Stated goal
Reproduce every one of the entries below word for word, changing nothing.

Task input
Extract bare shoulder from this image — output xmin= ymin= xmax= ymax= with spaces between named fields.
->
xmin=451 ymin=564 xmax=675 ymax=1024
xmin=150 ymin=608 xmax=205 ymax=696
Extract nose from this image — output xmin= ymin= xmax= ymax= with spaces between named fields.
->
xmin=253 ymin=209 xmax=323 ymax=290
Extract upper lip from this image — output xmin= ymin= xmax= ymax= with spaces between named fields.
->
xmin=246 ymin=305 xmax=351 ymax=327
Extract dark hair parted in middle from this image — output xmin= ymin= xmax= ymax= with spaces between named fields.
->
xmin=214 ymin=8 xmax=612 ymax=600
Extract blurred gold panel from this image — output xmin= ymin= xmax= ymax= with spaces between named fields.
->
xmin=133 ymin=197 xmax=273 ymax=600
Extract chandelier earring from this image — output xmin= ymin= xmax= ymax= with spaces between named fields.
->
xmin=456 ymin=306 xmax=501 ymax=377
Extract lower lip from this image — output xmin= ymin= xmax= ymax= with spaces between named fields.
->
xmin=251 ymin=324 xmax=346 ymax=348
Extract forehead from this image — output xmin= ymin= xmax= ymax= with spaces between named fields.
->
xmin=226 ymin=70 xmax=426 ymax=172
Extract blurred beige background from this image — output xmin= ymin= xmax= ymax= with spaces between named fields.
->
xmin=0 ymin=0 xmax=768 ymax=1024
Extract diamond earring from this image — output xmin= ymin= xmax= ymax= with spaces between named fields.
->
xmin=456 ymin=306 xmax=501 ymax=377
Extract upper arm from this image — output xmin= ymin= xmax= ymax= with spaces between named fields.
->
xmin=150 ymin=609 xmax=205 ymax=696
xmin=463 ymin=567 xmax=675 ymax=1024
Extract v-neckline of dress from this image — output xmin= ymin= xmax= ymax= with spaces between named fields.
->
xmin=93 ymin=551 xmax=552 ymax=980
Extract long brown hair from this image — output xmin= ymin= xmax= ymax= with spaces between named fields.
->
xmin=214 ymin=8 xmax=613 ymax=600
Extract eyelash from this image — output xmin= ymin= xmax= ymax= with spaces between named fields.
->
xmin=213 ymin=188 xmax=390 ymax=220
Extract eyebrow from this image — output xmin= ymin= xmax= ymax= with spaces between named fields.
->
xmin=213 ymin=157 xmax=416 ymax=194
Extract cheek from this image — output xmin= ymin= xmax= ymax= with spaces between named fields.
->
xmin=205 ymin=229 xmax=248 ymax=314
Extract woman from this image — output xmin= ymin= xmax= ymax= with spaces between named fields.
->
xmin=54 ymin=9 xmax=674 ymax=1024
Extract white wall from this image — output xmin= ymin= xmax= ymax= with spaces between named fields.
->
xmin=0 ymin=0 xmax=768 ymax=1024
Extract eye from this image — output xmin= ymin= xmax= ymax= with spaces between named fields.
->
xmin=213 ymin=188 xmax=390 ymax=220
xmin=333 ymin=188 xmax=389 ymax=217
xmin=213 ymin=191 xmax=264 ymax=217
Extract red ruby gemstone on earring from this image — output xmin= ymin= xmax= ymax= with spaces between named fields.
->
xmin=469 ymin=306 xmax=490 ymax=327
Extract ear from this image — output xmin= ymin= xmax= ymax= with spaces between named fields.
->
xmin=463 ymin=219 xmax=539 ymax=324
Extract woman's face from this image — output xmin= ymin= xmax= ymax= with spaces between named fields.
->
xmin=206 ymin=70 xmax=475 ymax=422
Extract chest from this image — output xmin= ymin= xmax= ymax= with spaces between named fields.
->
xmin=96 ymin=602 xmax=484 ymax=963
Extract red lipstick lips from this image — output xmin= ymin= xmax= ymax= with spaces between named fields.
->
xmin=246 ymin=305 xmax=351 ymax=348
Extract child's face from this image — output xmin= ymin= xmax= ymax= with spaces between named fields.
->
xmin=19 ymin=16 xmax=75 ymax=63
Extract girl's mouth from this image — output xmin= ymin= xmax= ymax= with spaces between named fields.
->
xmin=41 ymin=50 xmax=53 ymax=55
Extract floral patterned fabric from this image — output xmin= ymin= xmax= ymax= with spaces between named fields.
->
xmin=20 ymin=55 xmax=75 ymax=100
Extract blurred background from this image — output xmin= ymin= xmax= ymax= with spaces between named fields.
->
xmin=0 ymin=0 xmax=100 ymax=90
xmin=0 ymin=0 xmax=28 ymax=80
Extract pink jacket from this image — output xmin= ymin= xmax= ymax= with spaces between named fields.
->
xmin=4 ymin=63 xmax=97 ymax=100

Exercise result
Extract bare shoulder from this image — output xmin= ymin= xmax= ymax= with spaces between named fields.
->
xmin=451 ymin=564 xmax=675 ymax=1024
xmin=150 ymin=608 xmax=205 ymax=696
Extract nose from this image — output xmin= ymin= xmax= ymax= with spaces between named fields.
->
xmin=253 ymin=209 xmax=323 ymax=290
Extract upper lip from this image — output xmin= ymin= xmax= ymax= with spaces between named fields.
->
xmin=246 ymin=305 xmax=351 ymax=327
Extract dark hair parted in middle from this image — output xmin= ymin= xmax= ymax= with spaces between named fields.
->
xmin=214 ymin=8 xmax=612 ymax=600
Extract blurred gold panel from this image — output xmin= ymin= xmax= ymax= with spaces between named fields.
->
xmin=133 ymin=197 xmax=273 ymax=600
Extract chandelier earring from this image — output xmin= ymin= xmax= ymax= with spaces between named fields.
->
xmin=456 ymin=306 xmax=501 ymax=377
Extract lower lip from this image — output xmin= ymin= xmax= ymax= with spaces between named fields.
->
xmin=251 ymin=324 xmax=346 ymax=348
Extract forehead from this image — output xmin= ymin= xmax= ymax= with spaces between named fields.
->
xmin=226 ymin=70 xmax=426 ymax=172
Extract blurred beige background from this image — output xmin= ymin= xmax= ymax= with spaces between named fields.
->
xmin=0 ymin=0 xmax=768 ymax=1024
Extract diamond earring from this image — output xmin= ymin= xmax= ymax= with spaces between named fields.
->
xmin=456 ymin=306 xmax=501 ymax=377
Extract upper arm from this image — output xmin= ymin= xmax= ymax= with spaces between named fields.
->
xmin=150 ymin=609 xmax=205 ymax=696
xmin=463 ymin=567 xmax=675 ymax=1024
Extract v-neckline of dress from this image — output xmin= ymin= xmax= ymax= with spaces between named fields.
->
xmin=93 ymin=551 xmax=552 ymax=980
Extract long brown hair from this image — output xmin= ymin= xmax= ymax= with spaces between named fields.
->
xmin=214 ymin=8 xmax=613 ymax=600
Extract eyelash from this image — output xmin= ymin= xmax= ymax= with spaces between named fields.
->
xmin=213 ymin=188 xmax=390 ymax=220
Extract eyebrow from this image — output xmin= ymin= xmax= ymax= with spaces between named fields.
->
xmin=213 ymin=157 xmax=416 ymax=194
Extract cheek from this image — output xmin= ymin= xmax= ymax= with spaces between named fields.
->
xmin=205 ymin=229 xmax=248 ymax=314
Extract woman from this image — output xmin= ymin= xmax= ymax= with spaces between named fields.
->
xmin=54 ymin=9 xmax=674 ymax=1024
Extract white wall from this image — output xmin= ymin= xmax= ymax= with spaces between named fields.
->
xmin=0 ymin=0 xmax=768 ymax=1024
Extract eye from this image — output xmin= ymin= xmax= ymax= with spaces between named fields.
->
xmin=213 ymin=188 xmax=390 ymax=220
xmin=333 ymin=188 xmax=389 ymax=217
xmin=213 ymin=191 xmax=264 ymax=217
Extract red ruby gemstone on earring from this image — output xmin= ymin= xmax= ymax= with spaces between named fields.
->
xmin=469 ymin=306 xmax=490 ymax=327
Extract ear from this image — output xmin= ymin= xmax= ymax= with spaces between named fields.
->
xmin=463 ymin=219 xmax=539 ymax=324
Extract woman's face from this image — output xmin= ymin= xmax= ymax= with spaces between named fields.
->
xmin=206 ymin=70 xmax=475 ymax=422
Extract chest from this image — output xmin= ymin= xmax= ymax= with spaces between named fields.
->
xmin=96 ymin=602 xmax=484 ymax=963
Extract red lipstick lips from this image — output xmin= ymin= xmax= ymax= with spaces between named fields.
->
xmin=246 ymin=305 xmax=351 ymax=348
Extract child's face from this image — output xmin= ymin= xmax= ymax= with spaces between named fields.
->
xmin=19 ymin=16 xmax=75 ymax=63
Extract girl's mouth from this image — output xmin= ymin= xmax= ymax= with spaces between named fields.
->
xmin=41 ymin=50 xmax=53 ymax=55
Extract floral patterned fabric from this image — output xmin= ymin= xmax= ymax= with spaces between named fields.
->
xmin=20 ymin=55 xmax=75 ymax=100
Extract blurred background from this image — output xmin= ymin= xmax= ymax= with spaces between named fields.
->
xmin=0 ymin=0 xmax=100 ymax=90
xmin=0 ymin=0 xmax=28 ymax=80
Extract pink jacket from this image — output xmin= ymin= xmax= ymax= with spaces between named fields.
->
xmin=4 ymin=63 xmax=97 ymax=100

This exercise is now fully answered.